SUPPLIED DATA:
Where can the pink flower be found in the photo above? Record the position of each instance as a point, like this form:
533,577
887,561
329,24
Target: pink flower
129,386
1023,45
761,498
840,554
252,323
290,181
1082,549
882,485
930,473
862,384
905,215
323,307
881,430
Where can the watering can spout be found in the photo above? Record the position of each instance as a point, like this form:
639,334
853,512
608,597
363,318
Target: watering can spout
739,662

TASK GOAL: All lines in the records that contain "above" are to be copied and returned.

ANSWER BOX:
Where can the pink flower be found in the photo above? Record the position of each instance as a point, like this form:
Where can the watering can spout be found in the photo above? Record the position of each instance as a point, like this form:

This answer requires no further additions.